- AIM OF THE TASK -
Answer these questions from the court opinion excerpt:
1. Which party will be taxed costs in this court?
2. Under Sec. 2722, who receives the notice if the county has no criminal court of common pleas?
3. What must that notice include?

# START OF TEXT EXTRACT

No costs will be taxed in this court to either party.

In this opinion the other judges concurred.

[*] Sec. 2722. APPLICATION FOR ORDER FOR DISPOSITION OF SEIZED LIQUOR OR PROPERTY. In any such criminal proceeding in a court, other than the superior court or a court of common pleas, in which a conviction shall be had and from which no appeal shall be taken and in which any such liquor, container, implement, vehicle or other article or property shall have been seized or taken possession of by any officer, such court shall forthwith cause notice to be given to the prosecuting attorney of the criminal court of common pleas which shall have jurisdiction, if there be such court within the county, and, if there be no such court, to the state’s attorney of the county, which notice shall include a description of any such liquor, container, implement, vehicle, article or property, and such prosecuting attorney or state’s attorney, as the case may be, shall make application to such court of common pleas or superior court as shall have jurisdiction for an order for the disposition of such liquor, container, implement, vehicle, article or property, upon which application such court shall proceed as hereinbefore provided.

# END OF TEXT EXTRACT
# START OF EXTRACTED ENTRIES

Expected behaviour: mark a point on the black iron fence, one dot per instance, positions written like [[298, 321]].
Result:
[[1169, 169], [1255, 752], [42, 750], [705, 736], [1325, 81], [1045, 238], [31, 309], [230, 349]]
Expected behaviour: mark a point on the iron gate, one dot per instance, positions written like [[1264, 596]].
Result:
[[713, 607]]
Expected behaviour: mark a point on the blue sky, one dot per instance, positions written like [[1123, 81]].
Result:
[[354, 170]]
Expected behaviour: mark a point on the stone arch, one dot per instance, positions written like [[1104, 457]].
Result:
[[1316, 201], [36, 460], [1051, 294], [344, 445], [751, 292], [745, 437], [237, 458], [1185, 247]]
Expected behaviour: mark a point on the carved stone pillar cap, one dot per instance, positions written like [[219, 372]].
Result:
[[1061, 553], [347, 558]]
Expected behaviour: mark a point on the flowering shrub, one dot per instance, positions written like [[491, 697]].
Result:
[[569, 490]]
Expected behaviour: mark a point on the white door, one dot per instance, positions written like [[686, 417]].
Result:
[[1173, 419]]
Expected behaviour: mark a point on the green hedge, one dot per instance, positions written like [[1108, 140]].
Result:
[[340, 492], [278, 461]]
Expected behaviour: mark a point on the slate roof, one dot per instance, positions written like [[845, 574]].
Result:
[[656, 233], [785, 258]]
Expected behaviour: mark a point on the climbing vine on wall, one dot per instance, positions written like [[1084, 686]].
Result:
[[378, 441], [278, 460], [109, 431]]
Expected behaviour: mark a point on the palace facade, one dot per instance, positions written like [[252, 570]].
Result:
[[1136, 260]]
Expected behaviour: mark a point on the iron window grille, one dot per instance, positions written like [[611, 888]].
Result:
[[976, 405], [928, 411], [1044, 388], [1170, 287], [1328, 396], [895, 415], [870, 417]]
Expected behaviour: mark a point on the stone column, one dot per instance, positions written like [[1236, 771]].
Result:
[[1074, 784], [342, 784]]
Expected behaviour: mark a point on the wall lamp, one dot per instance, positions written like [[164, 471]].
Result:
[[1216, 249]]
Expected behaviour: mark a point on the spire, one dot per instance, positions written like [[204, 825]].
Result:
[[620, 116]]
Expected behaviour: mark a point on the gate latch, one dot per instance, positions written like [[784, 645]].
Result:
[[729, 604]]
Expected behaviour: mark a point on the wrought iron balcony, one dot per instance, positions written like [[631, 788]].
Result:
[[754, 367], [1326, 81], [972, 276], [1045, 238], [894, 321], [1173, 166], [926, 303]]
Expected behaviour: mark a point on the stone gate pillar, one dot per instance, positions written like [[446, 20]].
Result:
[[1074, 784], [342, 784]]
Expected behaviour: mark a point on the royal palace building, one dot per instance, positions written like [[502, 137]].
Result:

# END OF EXTRACTED ENTRIES

- SOLUTION FOR THIS EXERCISE -
1. Neither party; no costs will be taxed in this court to either party.
2. The state's attorney of the county.
3. A description of the seized liquor, container, implement, vehicle, article or property.